## Excerto do documento:
É por isso interessante que no momento em que Théo (Eros) e Hugo (Thanatos) se apaixonam possamos compreender a dimensão trágica do encontro incapaz de se impor ao lirismo visual e fascinante que evoca o longo corredor com braços a fazerem as vezes de candeeiros de velas (os braços, os braços e a busca de luz para perceber de que corpo se trata) por onde Belle chega à sala de jantar da Bête.

Iremos, mais tarde, ver o reverso dessa sequência arrepiante (o verdadeiro “L’Envers de l’histoire contemporaine” de Balzac, que será citado mais tarde por Hugo) no momento em que os mesmos corpos em negro e vermelho regressam para aterrorizar Théo, agora já não os sexos mas os rostos que observam o abismo para o qual se atraem – e mais tarde, em rima interna, outros se apresentarão anónimos, no hospital, marcados pelo medo. Uma imagem fantasmagórica, espectral onde a inocência se reforça como o motor para a mudança.

## Experimente:
Reproduza o trecho do texto sobre Théo e Hugo entre "Iremos, mais tarde, ver" e "para a mudança.", inclusive.

[Excertos de um conjunto de dados]
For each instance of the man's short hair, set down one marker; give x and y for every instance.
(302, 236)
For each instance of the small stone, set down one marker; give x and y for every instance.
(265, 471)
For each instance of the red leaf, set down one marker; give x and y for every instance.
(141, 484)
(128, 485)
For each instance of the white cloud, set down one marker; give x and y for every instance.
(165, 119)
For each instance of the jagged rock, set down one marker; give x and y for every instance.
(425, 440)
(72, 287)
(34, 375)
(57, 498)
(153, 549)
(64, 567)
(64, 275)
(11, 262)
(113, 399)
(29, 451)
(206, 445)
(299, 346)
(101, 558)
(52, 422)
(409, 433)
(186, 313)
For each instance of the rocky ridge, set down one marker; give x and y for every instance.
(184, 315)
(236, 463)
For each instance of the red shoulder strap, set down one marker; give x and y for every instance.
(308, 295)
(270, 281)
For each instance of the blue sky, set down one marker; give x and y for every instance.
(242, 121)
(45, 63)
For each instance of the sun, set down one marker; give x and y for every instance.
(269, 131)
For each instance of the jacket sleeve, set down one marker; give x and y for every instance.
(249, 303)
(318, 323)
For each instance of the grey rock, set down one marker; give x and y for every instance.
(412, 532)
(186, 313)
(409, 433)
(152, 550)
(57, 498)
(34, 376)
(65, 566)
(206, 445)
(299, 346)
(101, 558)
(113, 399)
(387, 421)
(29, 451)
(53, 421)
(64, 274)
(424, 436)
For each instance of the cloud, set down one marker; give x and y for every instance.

---

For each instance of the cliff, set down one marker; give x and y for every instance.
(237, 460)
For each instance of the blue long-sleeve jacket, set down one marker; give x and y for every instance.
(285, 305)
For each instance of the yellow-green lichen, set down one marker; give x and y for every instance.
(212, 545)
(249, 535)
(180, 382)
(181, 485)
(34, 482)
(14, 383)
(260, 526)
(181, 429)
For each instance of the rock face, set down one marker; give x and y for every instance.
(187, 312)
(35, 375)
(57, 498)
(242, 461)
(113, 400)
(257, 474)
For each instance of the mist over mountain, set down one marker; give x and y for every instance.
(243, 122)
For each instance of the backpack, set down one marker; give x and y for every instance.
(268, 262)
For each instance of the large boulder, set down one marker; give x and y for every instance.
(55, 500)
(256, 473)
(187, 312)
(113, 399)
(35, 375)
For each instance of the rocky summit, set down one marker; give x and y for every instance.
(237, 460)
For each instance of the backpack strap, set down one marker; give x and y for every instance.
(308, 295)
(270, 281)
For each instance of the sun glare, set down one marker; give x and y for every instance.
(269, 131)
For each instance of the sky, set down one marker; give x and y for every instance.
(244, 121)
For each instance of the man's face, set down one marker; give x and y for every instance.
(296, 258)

## Resposta ao exercício:
Iremos, mais tarde, ver o reverso dessa sequência arrepiante (o verdadeiro “L’Envers de l’histoire contemporaine” de Balzac, que será citado mais tarde por Hugo) no momento em que os mesmos corpos em negro e vermelho regressam para aterrorizar Théo, agora já não os sexos mas os rostos que observam o abismo para o qual se atraem – e mais tarde, em rima interna, outros se apresentarão anónimos, no hospital, marcados pelo medo. Uma imagem fantasmagórica, espectral onde a inocência se reforça como o motor para a mudança.